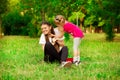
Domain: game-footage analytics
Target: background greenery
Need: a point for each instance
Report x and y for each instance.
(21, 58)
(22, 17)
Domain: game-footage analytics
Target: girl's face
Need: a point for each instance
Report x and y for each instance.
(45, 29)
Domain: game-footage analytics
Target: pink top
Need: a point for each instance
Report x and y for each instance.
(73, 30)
...
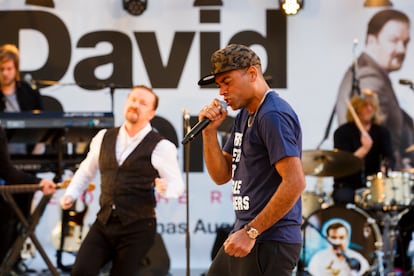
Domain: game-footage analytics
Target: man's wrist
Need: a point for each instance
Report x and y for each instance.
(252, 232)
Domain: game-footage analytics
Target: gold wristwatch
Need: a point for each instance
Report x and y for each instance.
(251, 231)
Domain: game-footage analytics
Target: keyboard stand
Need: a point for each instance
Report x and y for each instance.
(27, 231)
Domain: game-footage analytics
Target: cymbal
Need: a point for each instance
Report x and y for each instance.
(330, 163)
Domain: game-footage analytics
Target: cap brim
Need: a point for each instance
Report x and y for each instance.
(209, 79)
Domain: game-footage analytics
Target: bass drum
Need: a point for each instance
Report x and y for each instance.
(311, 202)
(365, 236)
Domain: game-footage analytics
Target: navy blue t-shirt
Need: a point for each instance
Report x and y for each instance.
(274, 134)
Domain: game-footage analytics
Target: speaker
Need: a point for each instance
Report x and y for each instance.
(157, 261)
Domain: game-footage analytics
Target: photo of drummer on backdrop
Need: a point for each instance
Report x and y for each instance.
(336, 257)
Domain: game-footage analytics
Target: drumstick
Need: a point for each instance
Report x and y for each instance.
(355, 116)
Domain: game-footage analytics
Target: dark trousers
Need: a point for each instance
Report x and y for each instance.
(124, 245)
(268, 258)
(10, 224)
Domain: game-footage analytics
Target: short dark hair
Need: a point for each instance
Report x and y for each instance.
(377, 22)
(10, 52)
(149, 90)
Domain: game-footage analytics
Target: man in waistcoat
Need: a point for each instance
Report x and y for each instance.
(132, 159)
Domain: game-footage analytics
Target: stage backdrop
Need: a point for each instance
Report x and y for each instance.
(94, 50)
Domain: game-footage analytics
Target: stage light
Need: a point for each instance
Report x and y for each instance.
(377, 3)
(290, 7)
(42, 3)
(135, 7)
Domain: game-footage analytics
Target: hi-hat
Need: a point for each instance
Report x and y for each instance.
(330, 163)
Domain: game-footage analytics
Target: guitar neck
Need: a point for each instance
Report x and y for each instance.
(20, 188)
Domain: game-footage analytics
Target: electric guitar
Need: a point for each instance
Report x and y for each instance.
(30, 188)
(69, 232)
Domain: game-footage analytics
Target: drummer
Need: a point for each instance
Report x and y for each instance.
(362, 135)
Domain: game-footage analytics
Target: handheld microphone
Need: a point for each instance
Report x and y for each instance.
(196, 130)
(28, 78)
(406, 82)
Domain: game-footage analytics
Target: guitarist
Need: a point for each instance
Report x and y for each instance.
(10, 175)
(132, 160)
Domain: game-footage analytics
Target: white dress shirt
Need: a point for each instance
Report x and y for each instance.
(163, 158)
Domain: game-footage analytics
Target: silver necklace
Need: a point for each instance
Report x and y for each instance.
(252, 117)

(Your instructions)
Count the lines in the data above that contain the string "shirt" and reply with only that number.

(Exercise result)
2